Appeal from the United States District Court for the Northern District of Illinois, Eastern Division. No. 84 B 8768--Frank J. McGarr, Judge.
Cummings and Flaum, Circuit Judges, and Grant, Senior District Judge.*fn*
Dale Schmid, D.D.S., Ralph Schmid, Katherine G. Dengler, and Michael Overfield (the "creditors") filed an involuntary petition in bankruptcy against Zaddock & Co. ("Zaddock") under § 303(b)(1) of the Bankruptcy Code of 1978. 11 U.S.C. § 303(b)(1). Shortly thereafter the creditors filed another involuntary petition against Zaddock's president and principal shareholder Zadock Reid ("Reid"). The district court appointed an interim trustee to manage both Zaddock's estate and Reid's personal estate. Reid appealed the appointment of the interim trustee. We determined that at least on the basis of the evidence relied on by the district court, the creditors' claims against Reid were the subject of a bona fide dispute and therefore could not serve as the basis for an involuntary petition in bankruptcy. In re Reid, 773 F.2d 945 (7th Cir. 1985). Reid and his former attorneys, Arthur T. Susman and Marvin Temple (collectively "appellants"),*fn1 now seek to recover $63,570 in attorneys' fees and expenses incurred in rectifying what the appellants characterize as the wrongful appointment of an interim trustee. The district court denied their fee petition. We affirm.
On June 29, 1984 the creditors filed an involuntary petition in bankruptcy against Zaddock. On July 2, 1984 an interim trustee, Nathan Yorke, was appointed to manage the Zaddock business. Pursuant to his responsibilities as interim trustee, Yorke conducted a hearing at which Reid was examined. Reid invoked his fifth amendment right against self-incrimination and refused to answer any questions other than his name and legal residence.

→ **Your task**:
Reproduce verbatim the passage of the court opinion above, from "On June 29, 1984" to "and legal residence.".

→ **Recorded data**:

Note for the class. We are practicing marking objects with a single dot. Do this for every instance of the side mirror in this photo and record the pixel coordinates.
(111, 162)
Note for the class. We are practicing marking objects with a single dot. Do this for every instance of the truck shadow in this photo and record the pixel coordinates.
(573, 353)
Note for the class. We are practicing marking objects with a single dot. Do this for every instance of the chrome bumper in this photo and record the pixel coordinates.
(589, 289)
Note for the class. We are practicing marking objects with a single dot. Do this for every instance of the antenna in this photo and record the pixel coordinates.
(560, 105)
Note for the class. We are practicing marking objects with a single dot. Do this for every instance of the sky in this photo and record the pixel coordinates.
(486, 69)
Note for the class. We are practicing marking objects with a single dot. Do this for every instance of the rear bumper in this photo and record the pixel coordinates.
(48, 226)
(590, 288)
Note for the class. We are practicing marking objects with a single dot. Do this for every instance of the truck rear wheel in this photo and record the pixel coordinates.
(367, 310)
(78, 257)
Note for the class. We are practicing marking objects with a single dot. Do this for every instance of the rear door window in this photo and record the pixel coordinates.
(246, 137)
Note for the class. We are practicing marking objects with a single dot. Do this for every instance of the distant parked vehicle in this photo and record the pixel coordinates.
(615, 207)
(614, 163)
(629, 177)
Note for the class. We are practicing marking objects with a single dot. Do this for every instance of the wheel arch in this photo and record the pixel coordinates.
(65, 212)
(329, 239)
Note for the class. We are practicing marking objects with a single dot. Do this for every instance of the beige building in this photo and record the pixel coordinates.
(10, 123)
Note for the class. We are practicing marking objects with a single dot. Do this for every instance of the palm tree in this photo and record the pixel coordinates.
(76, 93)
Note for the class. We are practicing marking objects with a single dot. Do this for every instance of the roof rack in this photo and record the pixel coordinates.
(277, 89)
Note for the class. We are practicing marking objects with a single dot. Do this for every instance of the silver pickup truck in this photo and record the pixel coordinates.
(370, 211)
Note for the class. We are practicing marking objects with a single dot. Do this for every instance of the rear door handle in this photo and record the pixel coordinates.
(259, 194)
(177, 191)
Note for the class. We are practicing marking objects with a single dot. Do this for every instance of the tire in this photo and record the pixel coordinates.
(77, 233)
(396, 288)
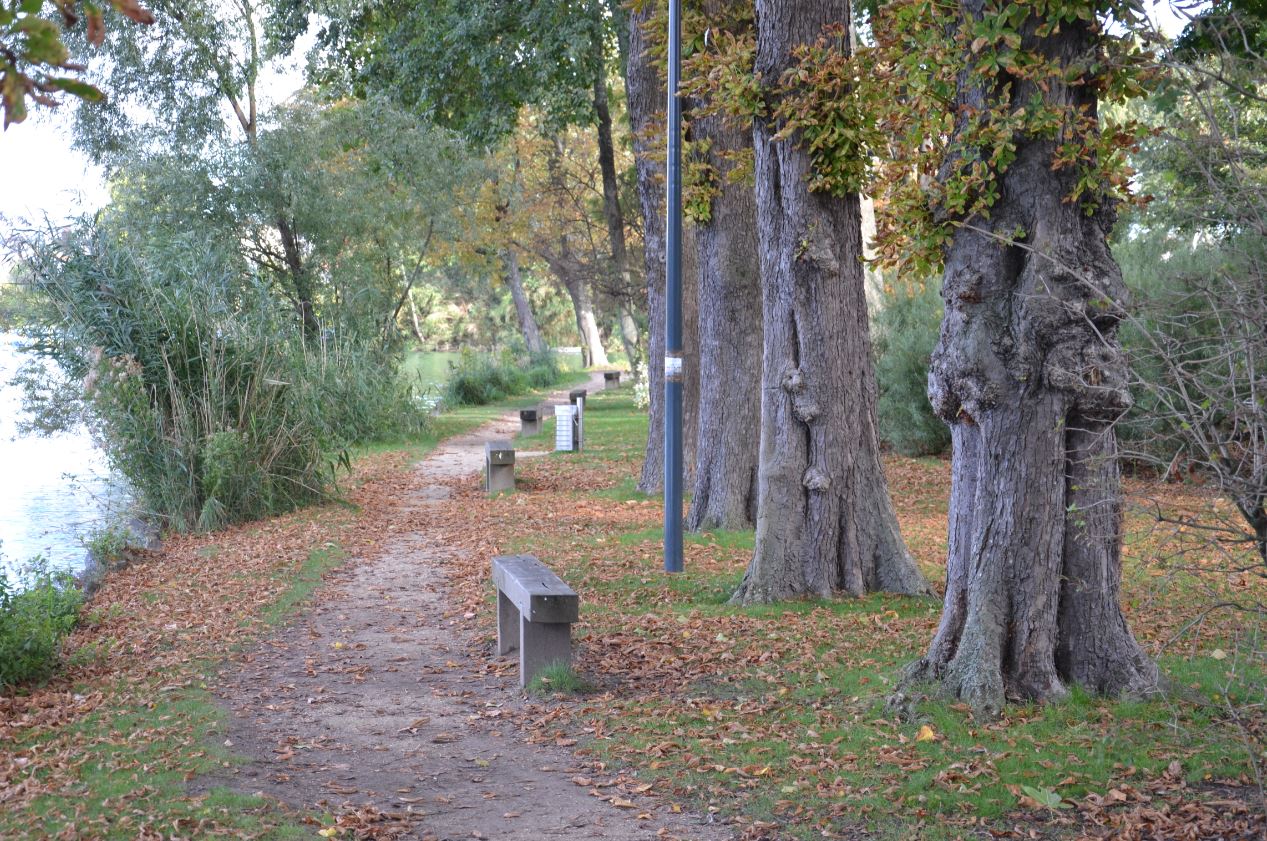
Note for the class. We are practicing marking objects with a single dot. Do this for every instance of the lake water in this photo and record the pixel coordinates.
(56, 490)
(53, 489)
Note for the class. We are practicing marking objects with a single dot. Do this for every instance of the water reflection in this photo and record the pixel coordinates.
(52, 489)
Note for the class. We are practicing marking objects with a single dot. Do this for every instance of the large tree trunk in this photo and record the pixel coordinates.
(1029, 375)
(730, 343)
(645, 103)
(522, 307)
(825, 522)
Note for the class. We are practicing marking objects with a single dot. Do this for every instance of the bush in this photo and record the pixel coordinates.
(33, 622)
(478, 379)
(906, 332)
(200, 385)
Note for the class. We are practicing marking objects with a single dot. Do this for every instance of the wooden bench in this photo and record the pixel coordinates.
(535, 611)
(530, 421)
(498, 466)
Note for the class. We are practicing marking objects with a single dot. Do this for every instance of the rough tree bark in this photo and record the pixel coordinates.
(730, 342)
(522, 307)
(825, 522)
(1030, 376)
(645, 105)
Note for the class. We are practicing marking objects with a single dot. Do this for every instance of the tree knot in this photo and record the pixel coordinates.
(793, 381)
(816, 479)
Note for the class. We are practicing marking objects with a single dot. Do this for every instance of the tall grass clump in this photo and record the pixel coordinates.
(33, 622)
(198, 383)
(478, 379)
(906, 332)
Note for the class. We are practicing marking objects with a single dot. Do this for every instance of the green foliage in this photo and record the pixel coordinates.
(33, 622)
(906, 331)
(109, 545)
(471, 66)
(478, 379)
(13, 305)
(955, 94)
(558, 679)
(34, 61)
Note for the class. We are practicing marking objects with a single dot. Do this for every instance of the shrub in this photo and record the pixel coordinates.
(33, 622)
(200, 386)
(478, 379)
(906, 332)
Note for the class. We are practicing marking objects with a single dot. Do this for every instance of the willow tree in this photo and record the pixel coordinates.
(1016, 203)
(473, 66)
(825, 522)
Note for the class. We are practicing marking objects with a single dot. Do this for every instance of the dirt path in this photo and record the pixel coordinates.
(373, 698)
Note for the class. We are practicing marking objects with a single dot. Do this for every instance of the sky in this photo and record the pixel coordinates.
(44, 176)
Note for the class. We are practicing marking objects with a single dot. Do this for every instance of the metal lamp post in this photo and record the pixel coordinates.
(673, 298)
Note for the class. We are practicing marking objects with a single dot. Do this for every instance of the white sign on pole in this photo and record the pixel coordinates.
(563, 428)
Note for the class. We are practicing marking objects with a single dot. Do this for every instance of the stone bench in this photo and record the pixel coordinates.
(498, 466)
(535, 611)
(530, 421)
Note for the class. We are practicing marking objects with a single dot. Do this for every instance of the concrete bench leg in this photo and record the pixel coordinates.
(542, 644)
(501, 478)
(507, 625)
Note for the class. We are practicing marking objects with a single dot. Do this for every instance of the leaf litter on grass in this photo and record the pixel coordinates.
(774, 714)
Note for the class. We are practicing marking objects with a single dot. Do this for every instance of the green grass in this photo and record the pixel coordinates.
(147, 742)
(810, 733)
(558, 679)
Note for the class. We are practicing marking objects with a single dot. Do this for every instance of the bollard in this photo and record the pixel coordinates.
(498, 466)
(530, 421)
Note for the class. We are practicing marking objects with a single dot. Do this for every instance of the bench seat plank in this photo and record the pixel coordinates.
(535, 589)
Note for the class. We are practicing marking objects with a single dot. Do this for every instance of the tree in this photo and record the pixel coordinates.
(825, 522)
(171, 84)
(1199, 350)
(474, 66)
(722, 205)
(1028, 370)
(645, 98)
(34, 60)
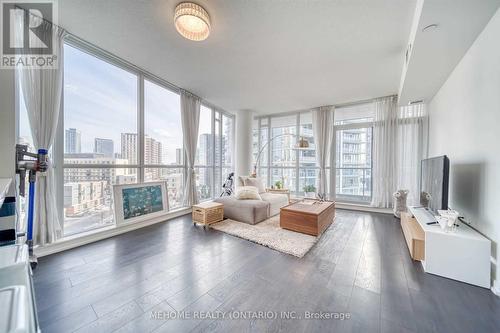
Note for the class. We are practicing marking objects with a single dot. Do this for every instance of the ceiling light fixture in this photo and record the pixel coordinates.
(192, 21)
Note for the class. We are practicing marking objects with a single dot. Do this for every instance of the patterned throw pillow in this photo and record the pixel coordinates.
(247, 193)
(256, 182)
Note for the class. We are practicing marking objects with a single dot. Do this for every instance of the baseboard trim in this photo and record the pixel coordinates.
(97, 235)
(495, 288)
(363, 208)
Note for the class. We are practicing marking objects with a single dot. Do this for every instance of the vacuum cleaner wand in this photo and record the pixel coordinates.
(31, 163)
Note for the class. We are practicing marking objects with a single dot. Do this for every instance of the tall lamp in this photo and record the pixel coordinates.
(302, 144)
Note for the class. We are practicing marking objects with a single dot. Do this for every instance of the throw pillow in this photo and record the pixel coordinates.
(256, 182)
(247, 193)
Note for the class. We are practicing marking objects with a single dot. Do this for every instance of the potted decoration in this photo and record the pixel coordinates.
(309, 191)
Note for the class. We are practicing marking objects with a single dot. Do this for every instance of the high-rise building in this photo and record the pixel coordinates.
(354, 161)
(104, 146)
(73, 141)
(129, 147)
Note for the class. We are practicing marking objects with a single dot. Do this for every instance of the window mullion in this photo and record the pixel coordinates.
(140, 127)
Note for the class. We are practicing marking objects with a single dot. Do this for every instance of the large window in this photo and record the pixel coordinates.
(120, 125)
(100, 137)
(353, 158)
(296, 168)
(163, 153)
(214, 155)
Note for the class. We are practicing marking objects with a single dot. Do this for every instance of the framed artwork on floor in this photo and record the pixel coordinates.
(139, 202)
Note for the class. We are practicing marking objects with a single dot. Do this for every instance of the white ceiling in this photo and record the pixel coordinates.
(262, 55)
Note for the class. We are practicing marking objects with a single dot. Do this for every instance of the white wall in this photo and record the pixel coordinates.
(7, 123)
(465, 125)
(243, 142)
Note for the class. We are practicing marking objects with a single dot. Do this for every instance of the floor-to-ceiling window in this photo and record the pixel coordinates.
(163, 152)
(283, 155)
(100, 138)
(353, 153)
(215, 152)
(204, 162)
(296, 168)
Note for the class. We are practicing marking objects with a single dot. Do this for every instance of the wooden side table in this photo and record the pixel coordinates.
(207, 213)
(279, 191)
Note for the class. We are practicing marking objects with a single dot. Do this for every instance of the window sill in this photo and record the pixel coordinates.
(95, 235)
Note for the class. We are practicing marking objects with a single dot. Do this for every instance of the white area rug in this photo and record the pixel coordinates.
(269, 233)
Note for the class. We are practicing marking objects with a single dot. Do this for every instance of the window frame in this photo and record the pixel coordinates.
(330, 169)
(142, 75)
(217, 165)
(361, 125)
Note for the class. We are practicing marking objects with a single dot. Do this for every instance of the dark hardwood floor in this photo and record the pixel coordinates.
(360, 266)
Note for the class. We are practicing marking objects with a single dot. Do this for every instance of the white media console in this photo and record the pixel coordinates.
(462, 255)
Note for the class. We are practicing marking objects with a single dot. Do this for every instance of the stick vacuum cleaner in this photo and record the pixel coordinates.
(30, 163)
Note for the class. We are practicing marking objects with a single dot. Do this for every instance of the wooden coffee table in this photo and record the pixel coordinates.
(308, 216)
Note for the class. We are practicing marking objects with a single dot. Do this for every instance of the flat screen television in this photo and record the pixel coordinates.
(435, 173)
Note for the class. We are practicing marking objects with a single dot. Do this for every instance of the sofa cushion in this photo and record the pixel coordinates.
(247, 211)
(257, 182)
(276, 201)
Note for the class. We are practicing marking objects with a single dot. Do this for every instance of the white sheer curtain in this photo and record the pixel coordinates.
(385, 146)
(412, 148)
(322, 121)
(190, 117)
(42, 89)
(399, 144)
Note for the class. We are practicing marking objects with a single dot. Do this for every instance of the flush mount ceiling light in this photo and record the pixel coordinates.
(192, 21)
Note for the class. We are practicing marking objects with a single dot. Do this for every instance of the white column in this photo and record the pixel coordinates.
(243, 142)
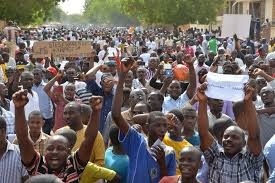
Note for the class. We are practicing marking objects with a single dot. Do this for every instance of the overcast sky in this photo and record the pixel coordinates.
(72, 6)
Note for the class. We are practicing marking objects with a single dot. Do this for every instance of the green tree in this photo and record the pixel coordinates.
(174, 12)
(107, 11)
(26, 11)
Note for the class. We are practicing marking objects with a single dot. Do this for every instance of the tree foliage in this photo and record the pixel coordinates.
(107, 11)
(174, 12)
(26, 11)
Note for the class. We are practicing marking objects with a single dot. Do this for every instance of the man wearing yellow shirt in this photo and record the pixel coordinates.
(3, 68)
(72, 116)
(173, 137)
(92, 171)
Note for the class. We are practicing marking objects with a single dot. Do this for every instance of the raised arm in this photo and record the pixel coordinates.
(191, 89)
(203, 124)
(253, 142)
(86, 146)
(260, 72)
(50, 84)
(27, 151)
(123, 69)
(93, 71)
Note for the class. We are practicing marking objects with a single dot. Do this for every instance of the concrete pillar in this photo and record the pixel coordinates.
(245, 7)
(268, 9)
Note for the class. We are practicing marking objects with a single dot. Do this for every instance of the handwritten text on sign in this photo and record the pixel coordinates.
(226, 87)
(43, 49)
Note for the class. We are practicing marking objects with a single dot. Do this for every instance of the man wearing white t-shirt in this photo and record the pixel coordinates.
(145, 55)
(33, 104)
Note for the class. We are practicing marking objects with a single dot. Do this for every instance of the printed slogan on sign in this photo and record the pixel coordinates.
(62, 49)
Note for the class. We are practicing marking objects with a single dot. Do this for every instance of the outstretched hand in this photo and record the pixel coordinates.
(20, 98)
(125, 65)
(96, 103)
(189, 60)
(249, 91)
(201, 92)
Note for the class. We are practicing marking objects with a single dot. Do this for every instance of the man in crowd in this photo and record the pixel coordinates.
(57, 159)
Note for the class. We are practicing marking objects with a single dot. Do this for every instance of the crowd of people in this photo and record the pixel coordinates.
(136, 109)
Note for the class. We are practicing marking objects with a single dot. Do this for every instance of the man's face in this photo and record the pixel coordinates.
(57, 152)
(129, 79)
(155, 102)
(35, 124)
(141, 73)
(175, 128)
(137, 97)
(140, 109)
(3, 90)
(37, 76)
(174, 89)
(189, 164)
(158, 128)
(267, 95)
(71, 73)
(27, 81)
(72, 115)
(3, 136)
(232, 141)
(152, 63)
(201, 59)
(69, 91)
(107, 84)
(261, 82)
(190, 119)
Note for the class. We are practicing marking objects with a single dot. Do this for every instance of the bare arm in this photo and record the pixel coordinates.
(86, 146)
(253, 143)
(259, 72)
(93, 71)
(117, 101)
(191, 89)
(25, 144)
(203, 124)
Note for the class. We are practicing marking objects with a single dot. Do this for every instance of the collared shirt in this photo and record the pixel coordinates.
(69, 174)
(45, 103)
(9, 117)
(11, 167)
(40, 144)
(143, 167)
(169, 103)
(32, 105)
(243, 166)
(269, 152)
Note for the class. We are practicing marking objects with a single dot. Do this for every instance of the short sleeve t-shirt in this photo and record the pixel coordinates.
(143, 167)
(118, 163)
(70, 174)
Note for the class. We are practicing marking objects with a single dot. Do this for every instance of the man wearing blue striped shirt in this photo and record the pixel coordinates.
(11, 167)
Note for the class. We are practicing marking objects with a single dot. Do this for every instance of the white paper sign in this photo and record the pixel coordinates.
(225, 86)
(236, 24)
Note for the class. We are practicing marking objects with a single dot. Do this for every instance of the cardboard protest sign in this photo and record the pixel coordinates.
(62, 49)
(225, 86)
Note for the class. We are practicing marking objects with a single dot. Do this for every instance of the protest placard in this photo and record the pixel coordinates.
(62, 49)
(225, 86)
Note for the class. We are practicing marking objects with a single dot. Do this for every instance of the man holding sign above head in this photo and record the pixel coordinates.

→ **Written reply**:
On June 29, 1984 the creditors filed an involuntary petition in bankruptcy against Zaddock. On July 2, 1984 an interim trustee, Nathan Yorke, was appointed to manage the Zaddock business. Pursuant to his responsibilities as interim trustee, Yorke conducted a hearing at which Reid was examined. Reid invoked his fifth amendment right against self-incrimination and refused to answer any questions other than his name and legal residence.